---------- Excerpt ----------

By Norm Frauenheim-
John McCain’s name will be added to the Boxing Writers Association of America award for courage, alongside Bill Crawford, a Medal of Honor winner.
McCain also is one of five nominees for the award, which will be presented at the Writers’ (BWAA) annual dinner in 2019.
The BWAA voted to add the former Arizona Senator’s name to the award and nominated him for it at meetings in Los Angeles and New York earlier this month
McCain, a longtime boxing fan and leading advocate for boxing regulation, died at his northern Arizona home on August 25, just hours before an ESPN-televised card in Glendale, Ariz., featuring Jose Pedraza’s upset of Ray Beltran.
When news of McCain’s death was reported, Top Rank immediately staged a haunting 10-count, a touching moment remembered at ringside as a Requiem for a Heavyweight.
In comments to 15 Rounds, The Ring and The Los Angeles Times, Top Rank’s Bob Arum called McCain “the boxing Senator.’’
McCain, a Republican, and retired Nevada Senator Harry Reid, a Democrat, joined forces for passage of the Muhammad Ali Boxing Reform Act, a legislative attempt at protecting a fighter’s finances and health.
McCain also expressed his interest – and frustration — in boxing on the Senate floor. After Timothy Bradley’s controversial decision over Manny Pacquiao in 2012, McCain grabbed the bully pulpit and suggested that the federal government investigate judging.
McCain, a boxer at the Naval Academy, also worked tirelessly for a posthumous pardon of Jack Johnson, an iconic heavyweight champ who had been jailed for violating a 1912 law, the Mann Act, which prohibited the transportation of women across state lines. Johnson, a black man, had been seeing a white woman.
McCain had been pursuing the pardon since 2004. It finally came in May, three months before he died at 81 from brain cancer. President Donald Trump didn’t mention McCain when granting the pardon.
The newly named John McCain & Bill Crawford Award for Courage bring together two heroic figures from different eras, yet with similar experiences. Both were amateur boxers. Both were Prisoners-of-War.

---------- Material shown ----------

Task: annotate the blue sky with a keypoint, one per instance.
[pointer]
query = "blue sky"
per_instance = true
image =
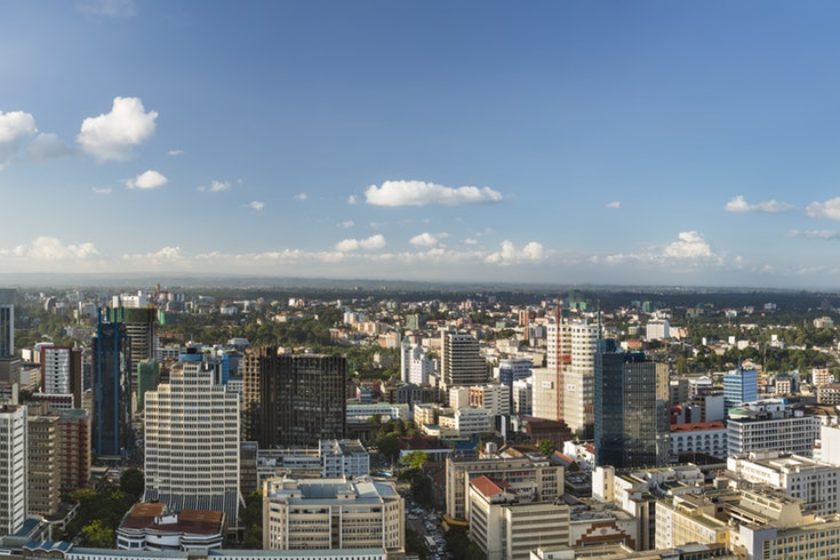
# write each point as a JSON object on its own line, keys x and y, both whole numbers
{"x": 601, "y": 142}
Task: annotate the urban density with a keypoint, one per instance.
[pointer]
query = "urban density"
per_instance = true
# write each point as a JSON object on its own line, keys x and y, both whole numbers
{"x": 419, "y": 280}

----------

What the task asks:
Print the passage of the article above on John McCain and the boxing writers' courage award, the stretch from "When news of" through "government investigate judging.".

Answer area:
When news of McCain’s death was reported, Top Rank immediately staged a haunting 10-count, a touching moment remembered at ringside as a Requiem for a Heavyweight.
In comments to 15 Rounds, The Ring and The Los Angeles Times, Top Rank’s Bob Arum called McCain “the boxing Senator.’’
McCain, a Republican, and retired Nevada Senator Harry Reid, a Democrat, joined forces for passage of the Muhammad Ali Boxing Reform Act, a legislative attempt at protecting a fighter’s finances and health.
McCain also expressed his interest – and frustration — in boxing on the Senate floor. After Timothy Bradley’s controversial decision over Manny Pacquiao in 2012, McCain grabbed the bully pulpit and suggested that the federal government investigate judging.